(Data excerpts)

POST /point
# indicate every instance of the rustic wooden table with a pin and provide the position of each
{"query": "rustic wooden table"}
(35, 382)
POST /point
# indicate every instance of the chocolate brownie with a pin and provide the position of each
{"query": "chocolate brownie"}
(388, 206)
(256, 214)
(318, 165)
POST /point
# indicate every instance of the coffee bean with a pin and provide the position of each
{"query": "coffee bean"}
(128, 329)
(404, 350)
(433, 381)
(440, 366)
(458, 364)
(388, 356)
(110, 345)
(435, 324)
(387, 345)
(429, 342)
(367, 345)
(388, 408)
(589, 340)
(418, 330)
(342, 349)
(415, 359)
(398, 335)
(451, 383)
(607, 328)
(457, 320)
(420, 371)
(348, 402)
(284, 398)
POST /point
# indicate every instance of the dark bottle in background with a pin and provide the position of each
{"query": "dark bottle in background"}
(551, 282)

Task to complete: Please state how many lines in the records contain the word "position", and give only that number.

Completed task: 4